··· 本文

飲食店のワンオペ営業のコツ。従業員が限界を感じないための工夫も解説

飲食店でスタッフがワンオペ営業をしているイラスト

メディアなどでも取り上げられることの多い飲食店のワンオペ(ワンオペレーション)営業は、「注文した料理がすぐに出てこないかもしれない」「スタッフの負担が増えて、サービスの質が悪くなってしまうかもしれない」といった視点から、ネガティブな印象を持つ人もいるかもしれません。

しかし、デメリットを十分に理解した上で戦略的に取り入れることができれば、お店の経営にとってプラスにもなり得ます。

飲食店のワンオペ営業を検討している人に向けて、メリット・デメリットのほか、スタッフの負担を軽減しながら効果的にワンオペ営業を取り入れるコツを紹介します。

こんな人におすすめ

  • 飲食店のワンオペ営業を検討している人
  • 効率的な店舗の運営方法を探している人
  • ワンオペ営業のメリット・デメリットを知りたい人
  • スタッフにワンオペ営業をしてもらう上で、注意すべきポイントを知りたい

飲食店のワンオペ営業とは?

······

実施事項
**a)** ワンオペ営業の記事のうち、「飲食店のワンオペ営業のコツ。従業員が限界を感じないための工夫も解説」から「取り入れるコツを紹介します。」までを一字一句変えずに書き出してください。
**b)** ワンオペ営業の記事によると、飲食店のワンオペ営業に否定的な印象を持つ人がいるのはなぜですか。1〜3文で説明してください。
**c)** ワンオペ営業の記事を、末尾の見出しの後から引き続き書き進めてください。

··· 項目一覧

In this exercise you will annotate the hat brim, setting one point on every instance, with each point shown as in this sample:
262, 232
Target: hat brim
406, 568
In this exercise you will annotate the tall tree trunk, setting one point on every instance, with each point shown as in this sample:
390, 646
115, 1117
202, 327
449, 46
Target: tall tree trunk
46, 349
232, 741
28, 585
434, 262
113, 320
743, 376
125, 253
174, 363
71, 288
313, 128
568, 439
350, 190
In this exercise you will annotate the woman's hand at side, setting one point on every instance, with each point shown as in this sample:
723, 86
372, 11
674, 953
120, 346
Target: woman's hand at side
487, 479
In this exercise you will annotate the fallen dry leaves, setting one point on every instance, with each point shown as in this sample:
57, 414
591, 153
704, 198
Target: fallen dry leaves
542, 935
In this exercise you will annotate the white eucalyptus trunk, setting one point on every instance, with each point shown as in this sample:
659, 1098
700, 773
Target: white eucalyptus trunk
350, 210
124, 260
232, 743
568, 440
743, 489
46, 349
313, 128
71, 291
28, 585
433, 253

······

回答一覧
**a)**
飲食店のワンオペ営業のコツ。従業員が限界を感じないための工夫も解説

飲食店でスタッフがワンオペ営業をしているイラスト

メディアなどでも取り上げられることの多い飲食店のワンオペ(ワンオペレーション)営業は、「注文した料理がすぐに出てこないかもしれない」「スタッフの負担が増えて、サービスの質が悪くなってしまうかもしれない」といった視点から、ネガティブな印象を持つ人もいるかもしれません。

しかし、デメリットを十分に理解した上で戦略的に取り入れることができれば、お店の経営にとってプラスにもなり得ます。

飲食店のワンオペ営業を検討している人に向けて、メリット・デメリットのほか、スタッフの負担を軽減しながら効果的にワンオペ営業を取り入れるコツを紹介します。

**b)** 「注文した料理がすぐに出てこないかもしれない」、「スタッフの負担が増えて、サービスの質が悪くなってしまうかもしれない」といった視点があるためです。

**c)**
飲食店でお客さんが店員を呼んでいる写真

飲食店において、スタッフが1人で調理やホールの接客対応、片付けなどを全てこなすことを、ワンオペレーション(通称:ワンオペ)営業と呼び、通常であれば複数人でシフトを組むところを、1人に任せきりにしている状態を指す意味で使われています。

ワンオペ営業で対応可能な席数とは?

ワンオペ営業を導入するには、どれぐらいの規模の店舗が適しているのでしょうか?

目安としては、10席程度の小規模な店舗の運営が対応の限界だと考えられています。しかし、飲食店の業態や提供するメニューの内容によっては、さらに少ない席数しか対応できない可能性があります。また、採用直後など、経験の浅いスタッフに任せる場合も、対応できる座席数は少なくなるでしょう。

ワンオペ営業は、お客さんだけでなくスタッフからもネガティブに捉えられがちです。その原因の一つに、人手不足がきっかけでお店を1人で回さざるを得ないといった、マイナス要因による導入が挙げられます。本来であればワンオペ営業を想定していない大規模な店舗にもかかわらず、スタッフ1人にお店を任せきりにしてしまっているケースがあるのです。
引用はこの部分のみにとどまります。